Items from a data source
[Start of Attachment]

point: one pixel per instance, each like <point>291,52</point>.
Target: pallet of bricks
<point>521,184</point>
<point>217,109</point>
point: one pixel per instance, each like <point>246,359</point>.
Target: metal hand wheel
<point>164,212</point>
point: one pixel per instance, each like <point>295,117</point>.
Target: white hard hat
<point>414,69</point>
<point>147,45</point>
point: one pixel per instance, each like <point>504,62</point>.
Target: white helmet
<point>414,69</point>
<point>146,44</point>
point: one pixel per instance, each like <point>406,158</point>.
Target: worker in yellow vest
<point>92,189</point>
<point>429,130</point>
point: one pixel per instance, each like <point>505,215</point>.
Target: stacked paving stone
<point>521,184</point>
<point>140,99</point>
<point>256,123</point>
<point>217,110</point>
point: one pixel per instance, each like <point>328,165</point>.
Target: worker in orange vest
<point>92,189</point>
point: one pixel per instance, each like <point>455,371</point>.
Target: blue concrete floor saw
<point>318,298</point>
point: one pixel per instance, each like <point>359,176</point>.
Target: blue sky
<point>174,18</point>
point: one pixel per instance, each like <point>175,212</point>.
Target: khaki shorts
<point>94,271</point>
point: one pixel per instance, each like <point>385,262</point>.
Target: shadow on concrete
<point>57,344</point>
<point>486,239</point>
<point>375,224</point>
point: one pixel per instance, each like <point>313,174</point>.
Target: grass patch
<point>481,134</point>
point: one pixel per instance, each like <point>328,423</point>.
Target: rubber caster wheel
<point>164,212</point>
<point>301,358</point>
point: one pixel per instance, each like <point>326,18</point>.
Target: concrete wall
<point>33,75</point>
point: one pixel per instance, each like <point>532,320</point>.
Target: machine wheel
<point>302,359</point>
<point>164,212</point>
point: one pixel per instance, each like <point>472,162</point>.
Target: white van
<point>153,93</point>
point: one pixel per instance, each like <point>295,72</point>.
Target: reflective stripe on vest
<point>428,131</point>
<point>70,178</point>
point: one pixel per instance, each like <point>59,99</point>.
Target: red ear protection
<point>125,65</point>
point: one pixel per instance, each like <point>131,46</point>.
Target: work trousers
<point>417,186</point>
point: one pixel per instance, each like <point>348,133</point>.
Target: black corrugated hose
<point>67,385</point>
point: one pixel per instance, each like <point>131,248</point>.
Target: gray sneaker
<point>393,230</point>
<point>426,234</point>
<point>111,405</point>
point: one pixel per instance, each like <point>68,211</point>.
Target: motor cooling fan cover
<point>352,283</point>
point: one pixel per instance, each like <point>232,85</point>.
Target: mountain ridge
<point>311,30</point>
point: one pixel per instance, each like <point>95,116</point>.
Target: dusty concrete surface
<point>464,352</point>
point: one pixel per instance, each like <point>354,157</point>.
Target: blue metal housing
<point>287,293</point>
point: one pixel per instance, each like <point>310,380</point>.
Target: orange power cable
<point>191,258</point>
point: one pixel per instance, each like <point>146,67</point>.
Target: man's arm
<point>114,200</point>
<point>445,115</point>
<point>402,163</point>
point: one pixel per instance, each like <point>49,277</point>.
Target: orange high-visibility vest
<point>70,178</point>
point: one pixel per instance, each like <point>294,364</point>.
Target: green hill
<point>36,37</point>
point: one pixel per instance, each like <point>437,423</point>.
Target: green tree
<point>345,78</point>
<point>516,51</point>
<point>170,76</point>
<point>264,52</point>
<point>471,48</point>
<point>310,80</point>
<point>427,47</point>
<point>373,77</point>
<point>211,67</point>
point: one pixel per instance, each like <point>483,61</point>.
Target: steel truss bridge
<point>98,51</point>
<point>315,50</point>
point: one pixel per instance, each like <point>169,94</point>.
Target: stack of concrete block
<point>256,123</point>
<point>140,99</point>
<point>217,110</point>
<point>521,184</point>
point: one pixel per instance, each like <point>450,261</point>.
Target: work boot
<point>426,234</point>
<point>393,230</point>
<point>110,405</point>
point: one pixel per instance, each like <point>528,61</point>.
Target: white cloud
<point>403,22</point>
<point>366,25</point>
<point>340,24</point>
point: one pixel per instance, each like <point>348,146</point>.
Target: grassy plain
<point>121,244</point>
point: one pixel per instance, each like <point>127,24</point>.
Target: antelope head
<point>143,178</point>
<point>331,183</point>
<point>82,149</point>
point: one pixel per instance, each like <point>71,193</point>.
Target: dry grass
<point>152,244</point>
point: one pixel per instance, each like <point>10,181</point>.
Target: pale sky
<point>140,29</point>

[End of Attachment]

**Task to complete**.
Exactly as they stand, set down the lines from the top of the data through the line with "point: one pixel per instance, each like <point>295,117</point>.".

**Result of the exercise**.
point: one pixel per instance, each like <point>291,52</point>.
Target: pallet of bricks
<point>521,184</point>
<point>217,109</point>
point: one pixel per instance, each like <point>246,359</point>.
Target: metal hand wheel
<point>164,212</point>
point: one pixel per instance, each like <point>295,117</point>.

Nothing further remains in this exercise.